Task instructions | A word-for-word reproduction of the data below is needed, with no pictures in it.

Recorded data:
::::

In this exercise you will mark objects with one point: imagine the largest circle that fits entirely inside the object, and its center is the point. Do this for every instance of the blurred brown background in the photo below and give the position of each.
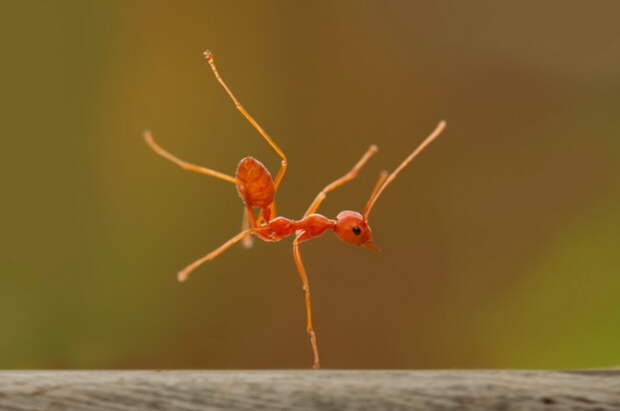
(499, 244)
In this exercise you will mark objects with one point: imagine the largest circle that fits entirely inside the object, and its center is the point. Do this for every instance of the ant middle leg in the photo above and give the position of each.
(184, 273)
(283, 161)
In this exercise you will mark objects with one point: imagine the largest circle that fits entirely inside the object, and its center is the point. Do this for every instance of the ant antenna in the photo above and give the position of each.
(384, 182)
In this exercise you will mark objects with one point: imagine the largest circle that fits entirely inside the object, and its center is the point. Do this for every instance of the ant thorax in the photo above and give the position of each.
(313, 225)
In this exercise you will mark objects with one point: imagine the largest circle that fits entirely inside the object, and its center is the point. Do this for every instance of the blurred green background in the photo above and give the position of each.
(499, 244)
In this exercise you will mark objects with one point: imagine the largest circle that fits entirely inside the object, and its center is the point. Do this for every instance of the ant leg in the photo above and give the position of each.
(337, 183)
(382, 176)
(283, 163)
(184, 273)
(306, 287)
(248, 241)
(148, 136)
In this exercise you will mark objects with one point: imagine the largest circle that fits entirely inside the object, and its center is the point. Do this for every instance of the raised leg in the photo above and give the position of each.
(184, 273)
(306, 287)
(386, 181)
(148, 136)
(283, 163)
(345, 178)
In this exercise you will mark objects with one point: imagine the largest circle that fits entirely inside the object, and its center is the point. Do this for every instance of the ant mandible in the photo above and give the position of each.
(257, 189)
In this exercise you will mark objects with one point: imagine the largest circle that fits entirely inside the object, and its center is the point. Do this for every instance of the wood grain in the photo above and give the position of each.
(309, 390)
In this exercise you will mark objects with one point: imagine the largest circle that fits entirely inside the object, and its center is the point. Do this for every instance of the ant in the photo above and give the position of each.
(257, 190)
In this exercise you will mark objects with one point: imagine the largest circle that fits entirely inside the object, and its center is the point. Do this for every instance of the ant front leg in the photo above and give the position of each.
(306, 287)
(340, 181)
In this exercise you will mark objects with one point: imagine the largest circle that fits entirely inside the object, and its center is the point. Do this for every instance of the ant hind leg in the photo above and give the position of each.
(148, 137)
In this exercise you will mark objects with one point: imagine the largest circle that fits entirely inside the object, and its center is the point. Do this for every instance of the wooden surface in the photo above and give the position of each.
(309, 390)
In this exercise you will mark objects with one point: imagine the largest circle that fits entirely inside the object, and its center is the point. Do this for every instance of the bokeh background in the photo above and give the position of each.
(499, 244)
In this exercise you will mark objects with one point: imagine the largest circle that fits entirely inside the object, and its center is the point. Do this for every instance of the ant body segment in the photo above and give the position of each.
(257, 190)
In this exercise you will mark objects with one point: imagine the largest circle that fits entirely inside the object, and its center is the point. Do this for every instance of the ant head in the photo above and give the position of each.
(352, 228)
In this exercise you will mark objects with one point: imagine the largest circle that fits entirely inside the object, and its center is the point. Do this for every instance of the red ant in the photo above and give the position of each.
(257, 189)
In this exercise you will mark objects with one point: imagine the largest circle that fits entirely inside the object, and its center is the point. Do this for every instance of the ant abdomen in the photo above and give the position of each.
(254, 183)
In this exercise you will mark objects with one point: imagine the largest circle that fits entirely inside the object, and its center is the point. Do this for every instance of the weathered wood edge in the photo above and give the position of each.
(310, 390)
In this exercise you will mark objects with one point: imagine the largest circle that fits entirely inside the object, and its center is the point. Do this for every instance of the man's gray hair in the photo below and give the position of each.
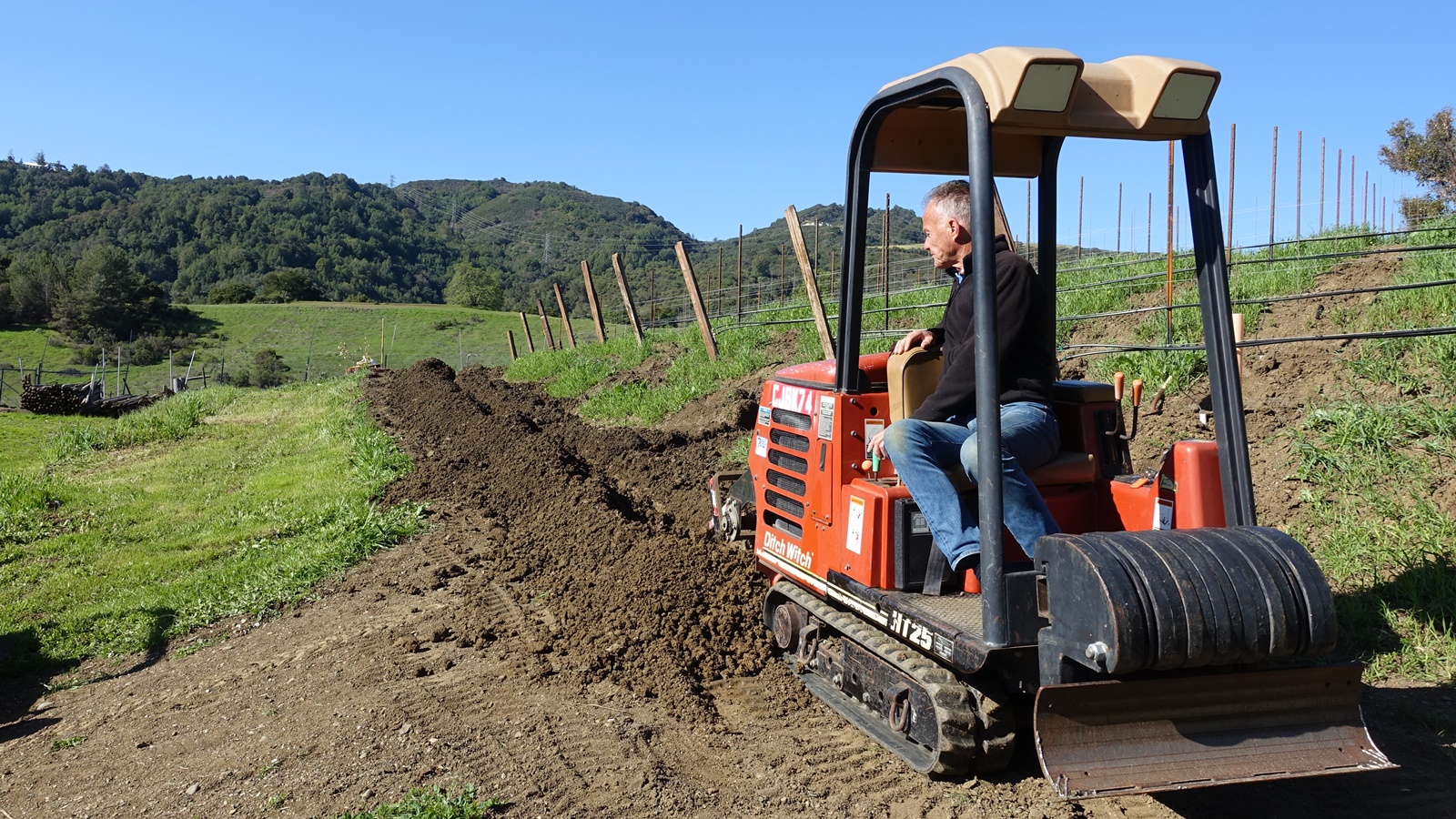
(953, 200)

::::

Written solution |
In this exercise you will mark objects with one point: imagine the largest circle that fits entirely inside the object, and its center is the point. Do this for every instance of the blurred brown background in the photo below and give the position of each.
(499, 244)
In this exercise you will mark objects with one point: imagine the largest circle that fits entirely inside the object, and its center is the point. Do this for every instance of the ant middle leg in the photo above and give the position of each.
(184, 273)
(283, 161)
In this exercise you will mark objects with one point: imagine the largest circle that fits entirely inside the object, and its center is the point. Do this for every instance of the ant antenna in the photo above and give the position of each.
(384, 182)
In this exercise you will mark objects with one point: imagine the largest circle that fits entirely inside the object, and its center is the point. Do this for every instance of the ant thorax in the photo above and give the position of each.
(313, 225)
In this exercise you will mark objects with one point: imagine the largest circle that fits entirely inside the object, and its center is the point. Do this for every instance of the blurred green background in the photo above and give the position of each.
(499, 244)
In this exercise you will mark objects with one point: imagine the largest circle that fits entirely inside the object, and its center is the point. Do this for every instance of the ant leg in the photo above and give the position of each.
(337, 183)
(382, 176)
(283, 163)
(184, 273)
(306, 287)
(248, 241)
(148, 136)
In this exercise you will mark objects with one point: imagine the largest circle that fits entirely inside the object, and its center is the point. Do this for every instance of the raised leg in the photo above and give the position of each.
(184, 273)
(306, 287)
(386, 181)
(148, 136)
(283, 163)
(345, 178)
In this exercise you will mark objects with one point: imagine the largest circle that fits entirely inside the object, and its center is the point. Do this for every instance of the ant mandible in the photo above and give the position of each.
(257, 189)
In this exercise you will mark objects with one point: imagine the largest circle that fits entirely inside the object, and its center is the point. Do this for every instance of the wood grain in the photo above and give the position of each.
(309, 390)
In this exercise you will mark objects with one point: imagine the largest circle that fits entirely inside the object, and its center is the point. Do this for every instance of the ant in the photo above and give the position of each.
(257, 190)
In this exercise you will mark objects with one point: imagine the largest circle that fits entirely inside the object, and its center is the point. Do this for every instance of the ant front leg in the photo above and give the position of each.
(306, 287)
(340, 181)
In this exercise you will mark objects with one point: imagine the largest circle that fits entirely inside the object, and its center is the point. Do this for every instance of the ant hind leg in the photo above and give the position of each.
(148, 137)
In this exercise you will mark objects with one point: imagine the largest circle that fits entirely inside the object, and its center is the point. Do this for every instance of the wooden surface in the photo above and give the position of each.
(309, 390)
In this exercise you will mark objects with one point: imagine the largest circle that fits entirely inside the object, and its center is the point. Do this for every instance of the bokeh background in the photo above and give the position of each.
(499, 244)
In this exercise you will mark objects with one point: imagine the largest circle that fits entirely inside the object, and its center is the point. Do this for every instance of the ant body segment in the photo above and give the position of each.
(257, 190)
In this exercise you will mark objects with one point: imagine the largest circle that fits entirely inside the object, and its center is the point. Do this for every instance of the ant head in the photo above and give the position of each.
(352, 228)
In this exercise you will mark objects with one point: imagine the largest circle that fits entirely inside the object, and its center is the point. Do this for every instance of the red ant in the photo above and give the position of each.
(257, 189)
In this exercise you will mark objects with one point: imagine the largest circle that fits entirely inside the object, and its center is the point. Do this for every instance of the ant abdomen in the photo above and give the position of each.
(254, 183)
In this exercise you will mark objects with one point: imagine the largest circle that fits entirely inside the object, and its center is the point. Do this for every instance of the weathered wood edge in the photo above and give the position of each.
(310, 390)
In this exercise you will mark objects with one point: imagine the largest circle that fits entirely inside the object, and its center is the point. Do this for every instance of the man's gray hair in the photo below and give the position of each.
(953, 200)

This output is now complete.